- [BRIEF] Find the line that contains "Test: the pointer marks one pixel per instance of the inflated". Copy it and every line after it to the end of the material below, exactly, with no pictures.

- [Records of labeled points]
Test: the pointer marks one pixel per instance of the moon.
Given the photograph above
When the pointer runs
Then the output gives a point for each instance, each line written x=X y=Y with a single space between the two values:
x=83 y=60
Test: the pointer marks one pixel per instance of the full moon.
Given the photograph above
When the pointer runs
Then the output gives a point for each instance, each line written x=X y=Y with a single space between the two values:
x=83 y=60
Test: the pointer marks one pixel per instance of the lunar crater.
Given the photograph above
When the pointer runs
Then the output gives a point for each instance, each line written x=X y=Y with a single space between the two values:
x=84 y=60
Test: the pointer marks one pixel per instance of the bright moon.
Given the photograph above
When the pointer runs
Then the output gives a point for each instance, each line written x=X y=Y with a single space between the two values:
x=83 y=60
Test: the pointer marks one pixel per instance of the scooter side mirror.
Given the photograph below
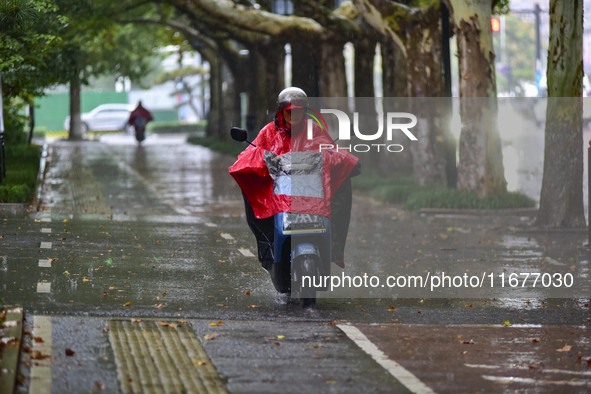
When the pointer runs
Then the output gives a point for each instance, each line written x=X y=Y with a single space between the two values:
x=239 y=134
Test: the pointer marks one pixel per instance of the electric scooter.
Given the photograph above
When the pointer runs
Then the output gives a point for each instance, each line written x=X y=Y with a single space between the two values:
x=302 y=241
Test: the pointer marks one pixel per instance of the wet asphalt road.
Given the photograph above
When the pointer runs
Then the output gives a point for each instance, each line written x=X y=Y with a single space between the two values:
x=157 y=232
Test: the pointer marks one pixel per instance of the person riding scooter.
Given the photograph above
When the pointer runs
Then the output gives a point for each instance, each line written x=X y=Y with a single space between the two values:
x=288 y=133
x=139 y=119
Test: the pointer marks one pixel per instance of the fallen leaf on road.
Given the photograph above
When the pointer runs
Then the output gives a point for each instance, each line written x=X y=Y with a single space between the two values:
x=37 y=355
x=565 y=348
x=167 y=324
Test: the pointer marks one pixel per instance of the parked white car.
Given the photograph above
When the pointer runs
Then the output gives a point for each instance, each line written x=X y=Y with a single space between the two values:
x=105 y=117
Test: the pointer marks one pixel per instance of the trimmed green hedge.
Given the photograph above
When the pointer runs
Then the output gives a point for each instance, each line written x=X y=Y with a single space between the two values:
x=22 y=168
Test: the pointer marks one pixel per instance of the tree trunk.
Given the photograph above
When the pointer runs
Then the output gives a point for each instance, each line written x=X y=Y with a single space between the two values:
x=305 y=67
x=332 y=81
x=31 y=105
x=215 y=102
x=425 y=79
x=364 y=92
x=481 y=162
x=394 y=82
x=75 y=133
x=561 y=199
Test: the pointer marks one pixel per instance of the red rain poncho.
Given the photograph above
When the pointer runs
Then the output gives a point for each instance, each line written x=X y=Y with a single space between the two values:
x=252 y=175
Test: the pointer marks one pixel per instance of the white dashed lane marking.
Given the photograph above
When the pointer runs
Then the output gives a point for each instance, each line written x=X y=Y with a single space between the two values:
x=45 y=263
x=246 y=253
x=401 y=374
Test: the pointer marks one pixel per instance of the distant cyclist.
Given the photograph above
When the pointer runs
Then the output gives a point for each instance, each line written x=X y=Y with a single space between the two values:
x=139 y=119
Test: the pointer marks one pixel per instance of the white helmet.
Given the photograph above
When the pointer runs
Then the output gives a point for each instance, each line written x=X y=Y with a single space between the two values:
x=292 y=95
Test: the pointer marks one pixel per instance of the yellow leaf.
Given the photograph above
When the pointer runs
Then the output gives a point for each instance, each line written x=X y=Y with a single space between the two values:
x=565 y=348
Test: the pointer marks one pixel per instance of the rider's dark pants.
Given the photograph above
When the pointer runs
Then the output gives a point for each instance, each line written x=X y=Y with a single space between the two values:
x=341 y=217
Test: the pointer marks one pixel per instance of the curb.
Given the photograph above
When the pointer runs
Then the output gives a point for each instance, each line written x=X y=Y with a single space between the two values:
x=11 y=333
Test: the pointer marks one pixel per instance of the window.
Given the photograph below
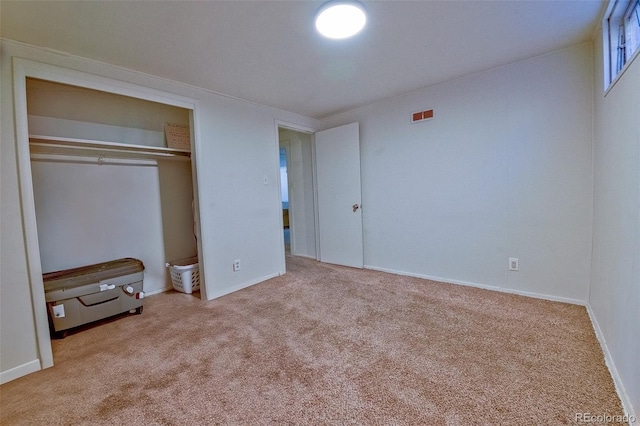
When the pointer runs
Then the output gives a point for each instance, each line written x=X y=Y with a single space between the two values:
x=621 y=36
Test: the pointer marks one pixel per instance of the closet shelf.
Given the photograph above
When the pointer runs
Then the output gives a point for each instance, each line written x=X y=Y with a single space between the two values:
x=54 y=145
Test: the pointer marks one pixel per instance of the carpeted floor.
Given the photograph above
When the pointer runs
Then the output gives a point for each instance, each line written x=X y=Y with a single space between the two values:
x=325 y=345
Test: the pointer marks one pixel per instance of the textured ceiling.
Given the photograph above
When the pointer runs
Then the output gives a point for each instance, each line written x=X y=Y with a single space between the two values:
x=268 y=52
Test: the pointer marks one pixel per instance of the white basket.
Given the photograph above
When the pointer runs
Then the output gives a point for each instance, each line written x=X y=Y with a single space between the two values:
x=185 y=275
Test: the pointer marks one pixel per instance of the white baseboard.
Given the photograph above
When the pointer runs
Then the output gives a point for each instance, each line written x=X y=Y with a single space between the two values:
x=483 y=286
x=627 y=406
x=305 y=256
x=226 y=291
x=19 y=371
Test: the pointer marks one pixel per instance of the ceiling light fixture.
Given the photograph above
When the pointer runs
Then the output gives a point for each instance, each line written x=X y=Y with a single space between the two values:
x=340 y=19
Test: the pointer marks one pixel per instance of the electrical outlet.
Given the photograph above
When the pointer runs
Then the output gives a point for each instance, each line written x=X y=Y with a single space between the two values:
x=513 y=264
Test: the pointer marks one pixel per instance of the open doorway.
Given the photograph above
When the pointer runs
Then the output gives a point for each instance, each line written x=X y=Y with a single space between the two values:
x=297 y=192
x=284 y=194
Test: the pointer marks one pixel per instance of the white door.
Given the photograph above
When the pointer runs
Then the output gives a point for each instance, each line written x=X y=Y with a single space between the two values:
x=339 y=195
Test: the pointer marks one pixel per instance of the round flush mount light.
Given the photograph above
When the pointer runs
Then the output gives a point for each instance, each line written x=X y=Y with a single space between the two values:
x=340 y=19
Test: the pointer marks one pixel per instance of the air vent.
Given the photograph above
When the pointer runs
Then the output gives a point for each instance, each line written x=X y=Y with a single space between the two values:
x=422 y=116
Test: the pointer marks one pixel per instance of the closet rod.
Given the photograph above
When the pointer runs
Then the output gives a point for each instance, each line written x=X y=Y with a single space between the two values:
x=54 y=144
x=95 y=160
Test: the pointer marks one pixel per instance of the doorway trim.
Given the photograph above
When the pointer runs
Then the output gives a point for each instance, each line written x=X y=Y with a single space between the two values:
x=23 y=69
x=311 y=131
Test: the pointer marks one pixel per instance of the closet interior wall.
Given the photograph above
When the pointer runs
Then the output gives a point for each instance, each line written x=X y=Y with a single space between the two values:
x=92 y=208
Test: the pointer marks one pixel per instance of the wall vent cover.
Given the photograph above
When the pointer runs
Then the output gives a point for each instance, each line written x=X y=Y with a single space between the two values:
x=422 y=115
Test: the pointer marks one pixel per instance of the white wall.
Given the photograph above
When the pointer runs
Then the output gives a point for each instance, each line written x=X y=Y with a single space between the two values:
x=239 y=214
x=615 y=272
x=503 y=170
x=301 y=193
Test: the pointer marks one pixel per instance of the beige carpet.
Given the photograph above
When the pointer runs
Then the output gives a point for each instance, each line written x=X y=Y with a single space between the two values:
x=326 y=345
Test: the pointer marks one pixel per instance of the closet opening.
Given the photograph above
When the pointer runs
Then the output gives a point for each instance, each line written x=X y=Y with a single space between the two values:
x=100 y=178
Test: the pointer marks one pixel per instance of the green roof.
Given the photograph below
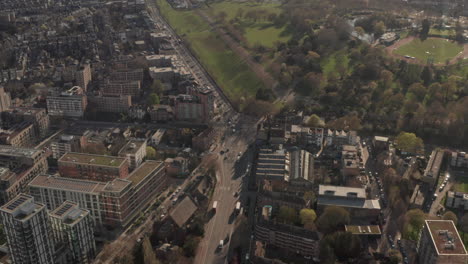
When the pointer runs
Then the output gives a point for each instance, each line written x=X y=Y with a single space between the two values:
x=144 y=170
x=91 y=159
x=363 y=230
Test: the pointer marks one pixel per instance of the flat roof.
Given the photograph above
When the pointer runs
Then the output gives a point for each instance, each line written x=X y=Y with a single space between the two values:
x=445 y=237
x=67 y=184
x=341 y=191
x=132 y=147
x=183 y=211
x=144 y=170
x=363 y=229
x=91 y=159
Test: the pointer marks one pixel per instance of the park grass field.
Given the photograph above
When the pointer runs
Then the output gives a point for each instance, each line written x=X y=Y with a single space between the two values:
x=461 y=184
x=440 y=50
x=260 y=32
x=232 y=74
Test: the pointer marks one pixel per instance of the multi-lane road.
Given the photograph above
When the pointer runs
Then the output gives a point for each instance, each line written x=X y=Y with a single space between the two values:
x=231 y=172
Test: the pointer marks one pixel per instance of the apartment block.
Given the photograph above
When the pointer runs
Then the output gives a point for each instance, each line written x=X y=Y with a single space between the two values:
x=19 y=135
x=5 y=99
x=73 y=228
x=287 y=237
x=112 y=203
x=440 y=243
x=17 y=168
x=111 y=104
x=459 y=159
x=93 y=167
x=64 y=144
x=135 y=151
x=431 y=173
x=36 y=116
x=352 y=199
x=83 y=76
x=26 y=227
x=117 y=88
x=71 y=103
x=127 y=75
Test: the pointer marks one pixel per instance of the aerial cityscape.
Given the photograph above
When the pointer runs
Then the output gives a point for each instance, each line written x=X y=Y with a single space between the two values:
x=233 y=131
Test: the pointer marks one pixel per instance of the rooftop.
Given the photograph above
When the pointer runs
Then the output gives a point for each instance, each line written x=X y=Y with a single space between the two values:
x=67 y=184
x=100 y=160
x=132 y=147
x=17 y=152
x=363 y=230
x=340 y=191
x=69 y=213
x=22 y=207
x=445 y=237
x=144 y=170
x=183 y=211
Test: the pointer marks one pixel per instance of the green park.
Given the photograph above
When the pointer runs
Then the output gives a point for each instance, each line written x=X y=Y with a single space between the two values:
x=433 y=50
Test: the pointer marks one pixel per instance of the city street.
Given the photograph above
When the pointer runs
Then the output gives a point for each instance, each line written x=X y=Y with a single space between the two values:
x=230 y=175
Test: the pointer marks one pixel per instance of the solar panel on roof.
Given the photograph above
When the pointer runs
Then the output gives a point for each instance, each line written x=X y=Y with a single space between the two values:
x=63 y=209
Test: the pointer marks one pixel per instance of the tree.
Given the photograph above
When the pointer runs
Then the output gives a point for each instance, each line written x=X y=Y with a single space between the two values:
x=332 y=218
x=427 y=75
x=148 y=253
x=315 y=121
x=287 y=215
x=307 y=216
x=153 y=99
x=426 y=26
x=409 y=142
x=449 y=215
x=360 y=31
x=379 y=28
x=150 y=153
x=157 y=87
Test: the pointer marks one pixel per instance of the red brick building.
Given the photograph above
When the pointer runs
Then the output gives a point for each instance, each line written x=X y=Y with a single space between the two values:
x=93 y=167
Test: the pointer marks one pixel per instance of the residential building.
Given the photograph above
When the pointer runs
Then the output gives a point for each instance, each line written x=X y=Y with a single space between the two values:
x=350 y=161
x=439 y=242
x=93 y=167
x=83 y=76
x=73 y=227
x=135 y=151
x=127 y=75
x=114 y=203
x=364 y=230
x=183 y=211
x=457 y=200
x=203 y=141
x=380 y=143
x=161 y=113
x=431 y=173
x=177 y=166
x=18 y=167
x=5 y=99
x=71 y=103
x=64 y=144
x=352 y=199
x=111 y=104
x=26 y=227
x=19 y=135
x=273 y=164
x=306 y=135
x=301 y=167
x=36 y=116
x=116 y=88
x=188 y=107
x=288 y=237
x=459 y=159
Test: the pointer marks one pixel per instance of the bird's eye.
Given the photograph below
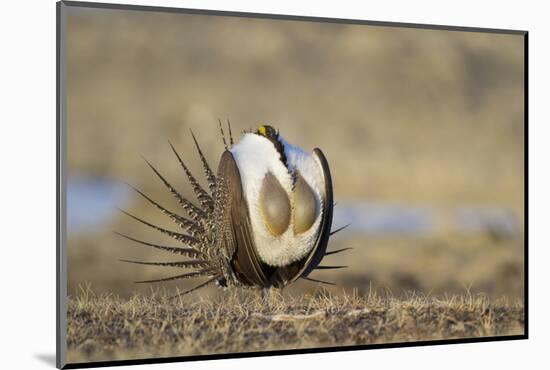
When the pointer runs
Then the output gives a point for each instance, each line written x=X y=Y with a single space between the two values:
x=305 y=205
x=274 y=205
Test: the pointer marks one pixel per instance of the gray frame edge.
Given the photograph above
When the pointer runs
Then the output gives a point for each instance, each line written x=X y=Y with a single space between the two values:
x=61 y=186
x=285 y=17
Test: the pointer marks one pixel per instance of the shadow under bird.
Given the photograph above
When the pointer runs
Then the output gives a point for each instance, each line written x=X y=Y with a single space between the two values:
x=265 y=221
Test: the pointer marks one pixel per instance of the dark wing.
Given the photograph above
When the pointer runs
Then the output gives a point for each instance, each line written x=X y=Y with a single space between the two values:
x=235 y=226
x=303 y=267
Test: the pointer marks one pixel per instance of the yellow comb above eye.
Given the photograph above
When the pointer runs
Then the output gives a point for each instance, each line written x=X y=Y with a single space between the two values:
x=262 y=130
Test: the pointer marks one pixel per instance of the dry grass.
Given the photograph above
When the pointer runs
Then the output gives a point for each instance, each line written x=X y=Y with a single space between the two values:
x=106 y=327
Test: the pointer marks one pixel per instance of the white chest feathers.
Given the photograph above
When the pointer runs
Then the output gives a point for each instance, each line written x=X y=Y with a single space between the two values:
x=285 y=204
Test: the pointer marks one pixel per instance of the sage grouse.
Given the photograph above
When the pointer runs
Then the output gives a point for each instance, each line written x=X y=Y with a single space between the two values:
x=265 y=222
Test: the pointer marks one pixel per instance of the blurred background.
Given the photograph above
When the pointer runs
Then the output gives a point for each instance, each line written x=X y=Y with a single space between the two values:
x=423 y=130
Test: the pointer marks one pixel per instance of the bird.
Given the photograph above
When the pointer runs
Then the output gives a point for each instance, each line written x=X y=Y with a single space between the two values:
x=264 y=221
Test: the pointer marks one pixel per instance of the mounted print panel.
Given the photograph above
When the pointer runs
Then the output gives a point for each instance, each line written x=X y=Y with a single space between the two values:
x=236 y=184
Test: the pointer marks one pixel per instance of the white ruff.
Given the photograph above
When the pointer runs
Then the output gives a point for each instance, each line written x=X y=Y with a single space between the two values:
x=255 y=156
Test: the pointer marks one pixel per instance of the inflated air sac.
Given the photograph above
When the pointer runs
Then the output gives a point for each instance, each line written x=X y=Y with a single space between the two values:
x=305 y=205
x=274 y=205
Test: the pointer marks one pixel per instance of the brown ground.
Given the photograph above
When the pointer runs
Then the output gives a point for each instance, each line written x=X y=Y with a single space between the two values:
x=106 y=327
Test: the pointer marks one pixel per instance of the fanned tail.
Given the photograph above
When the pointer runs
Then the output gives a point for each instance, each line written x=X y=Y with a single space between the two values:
x=204 y=198
x=195 y=212
x=208 y=172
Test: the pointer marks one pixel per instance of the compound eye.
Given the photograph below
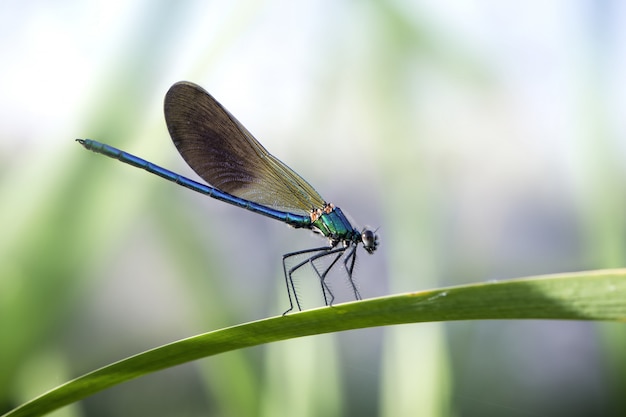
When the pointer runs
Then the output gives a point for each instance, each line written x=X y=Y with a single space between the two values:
x=370 y=240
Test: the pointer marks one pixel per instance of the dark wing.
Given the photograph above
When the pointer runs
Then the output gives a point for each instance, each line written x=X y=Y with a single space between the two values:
x=221 y=151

- [SOLUTION FOR THIS PROBLEM]
Test: the pointer marks one pixel per instance of the inflated air sac.
Given the photograph above
When the pointer runs
Then the output gives a point for each instance, each line written x=X y=Y with a single space between the two values:
x=305 y=205
x=274 y=205
Test: the pointer marks one pixel per instance of the brown ground.
Given the photograph above
When the pointer runs
Then the output gives a point for each instance, each line written x=X y=Y with a single space between the two values:
x=106 y=327
Test: the pointer marks one pixel per instance of the fanned tail.
Given the photograph above
When the pointer runs
Then the output gives a point for each instance, each line written x=X y=Y with a single space between the two values:
x=204 y=198
x=195 y=212
x=208 y=172
Test: the pointer marks one pixel per instance of the compound eye.
Given the photograph below
When the pointer runs
Then the output gives a point for each instance, each line written x=X y=Y with a single space between the two values:
x=370 y=240
Test: the pointer marks one pixel per instance of the dark wing.
Given the photograph above
When the pointer runs
Then the output gives a point for each instance, each line written x=X y=Y with a single space between the two values:
x=221 y=151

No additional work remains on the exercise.